# PROMPT
Set down exactly the entries below, beginning at their first line and ending at the line with "[tag] advertising banner".

== EXTRACTED INFORMATION ==

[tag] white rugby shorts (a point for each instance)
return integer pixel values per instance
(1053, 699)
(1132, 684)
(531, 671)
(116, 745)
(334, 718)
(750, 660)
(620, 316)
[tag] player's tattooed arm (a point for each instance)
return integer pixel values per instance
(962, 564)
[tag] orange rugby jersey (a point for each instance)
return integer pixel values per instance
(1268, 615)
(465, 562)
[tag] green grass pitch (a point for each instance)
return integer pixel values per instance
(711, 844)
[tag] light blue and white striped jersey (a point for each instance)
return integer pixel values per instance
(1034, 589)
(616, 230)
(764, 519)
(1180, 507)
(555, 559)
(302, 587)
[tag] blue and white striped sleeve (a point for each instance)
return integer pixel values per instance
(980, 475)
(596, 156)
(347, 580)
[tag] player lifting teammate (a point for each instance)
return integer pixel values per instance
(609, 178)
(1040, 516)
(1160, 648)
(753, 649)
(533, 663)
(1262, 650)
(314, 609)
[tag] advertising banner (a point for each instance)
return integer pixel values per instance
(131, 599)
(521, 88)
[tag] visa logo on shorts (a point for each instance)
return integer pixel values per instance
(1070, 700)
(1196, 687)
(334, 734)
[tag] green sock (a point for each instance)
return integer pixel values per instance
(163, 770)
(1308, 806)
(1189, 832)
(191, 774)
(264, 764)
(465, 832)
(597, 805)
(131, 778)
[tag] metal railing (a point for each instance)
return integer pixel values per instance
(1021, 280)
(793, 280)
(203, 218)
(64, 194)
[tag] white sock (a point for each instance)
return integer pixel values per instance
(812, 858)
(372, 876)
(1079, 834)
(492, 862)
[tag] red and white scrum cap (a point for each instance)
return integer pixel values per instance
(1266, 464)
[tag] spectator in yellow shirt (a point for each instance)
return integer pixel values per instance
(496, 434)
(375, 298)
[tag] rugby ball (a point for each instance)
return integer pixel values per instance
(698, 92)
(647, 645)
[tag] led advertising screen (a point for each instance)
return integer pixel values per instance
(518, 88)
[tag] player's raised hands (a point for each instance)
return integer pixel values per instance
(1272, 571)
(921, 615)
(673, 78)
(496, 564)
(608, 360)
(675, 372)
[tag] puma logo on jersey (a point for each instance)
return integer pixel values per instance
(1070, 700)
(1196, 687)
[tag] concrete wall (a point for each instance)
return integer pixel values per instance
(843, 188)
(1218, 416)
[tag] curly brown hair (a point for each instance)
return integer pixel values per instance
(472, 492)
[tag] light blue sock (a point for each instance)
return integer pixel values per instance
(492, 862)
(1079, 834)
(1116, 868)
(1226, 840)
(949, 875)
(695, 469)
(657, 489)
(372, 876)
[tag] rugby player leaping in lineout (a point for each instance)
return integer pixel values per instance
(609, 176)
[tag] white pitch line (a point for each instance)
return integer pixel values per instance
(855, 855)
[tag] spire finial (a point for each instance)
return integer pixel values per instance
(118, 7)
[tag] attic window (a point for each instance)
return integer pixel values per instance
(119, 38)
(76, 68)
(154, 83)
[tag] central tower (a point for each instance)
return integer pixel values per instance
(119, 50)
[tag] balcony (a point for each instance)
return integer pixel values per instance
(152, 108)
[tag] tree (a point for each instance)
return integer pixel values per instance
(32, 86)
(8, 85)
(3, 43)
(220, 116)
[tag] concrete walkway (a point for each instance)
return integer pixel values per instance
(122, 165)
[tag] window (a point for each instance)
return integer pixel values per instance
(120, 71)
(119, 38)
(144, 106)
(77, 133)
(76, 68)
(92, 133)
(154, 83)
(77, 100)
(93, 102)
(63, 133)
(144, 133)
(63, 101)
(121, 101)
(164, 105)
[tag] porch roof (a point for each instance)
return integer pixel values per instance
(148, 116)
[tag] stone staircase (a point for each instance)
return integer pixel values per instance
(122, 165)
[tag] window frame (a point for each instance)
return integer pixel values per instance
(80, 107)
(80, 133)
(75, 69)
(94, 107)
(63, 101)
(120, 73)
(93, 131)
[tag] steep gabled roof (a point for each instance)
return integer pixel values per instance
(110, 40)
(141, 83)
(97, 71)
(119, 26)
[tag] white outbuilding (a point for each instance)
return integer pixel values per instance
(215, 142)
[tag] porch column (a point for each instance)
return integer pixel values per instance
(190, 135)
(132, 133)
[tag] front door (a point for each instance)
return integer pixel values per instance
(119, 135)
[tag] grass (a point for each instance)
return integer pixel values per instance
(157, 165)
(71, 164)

===

# ANSWER FOR THE TASK
[tag] white rugby shorts (a point for each instance)
return integer pixel values per instance
(1053, 699)
(1132, 684)
(531, 671)
(116, 745)
(334, 718)
(750, 660)
(620, 316)
[tag] player's tattooed arm (a point for each instance)
return integer pixel values per instance
(962, 564)
[tag] orange rugby jersey (a point for each instance)
return integer pixel values per instance
(1268, 615)
(465, 562)
[tag] green grass pitch (a point for each instance)
return integer pixel values per instance
(711, 844)
[tag] light blue and white striped jersey (a point for each instance)
return integer pixel values per instance
(1034, 589)
(616, 230)
(764, 519)
(1180, 507)
(555, 559)
(302, 587)
[tag] blue and white striped sleeve (a point for each instance)
return integer pixel values per instance
(980, 475)
(596, 156)
(347, 580)
[tag] player lifting teammate (a point for each instance)
return integer pixel values per instance
(609, 178)
(1040, 516)
(1160, 648)
(753, 649)
(533, 663)
(1262, 650)
(314, 609)
[tag] advertising banner (a point for each instance)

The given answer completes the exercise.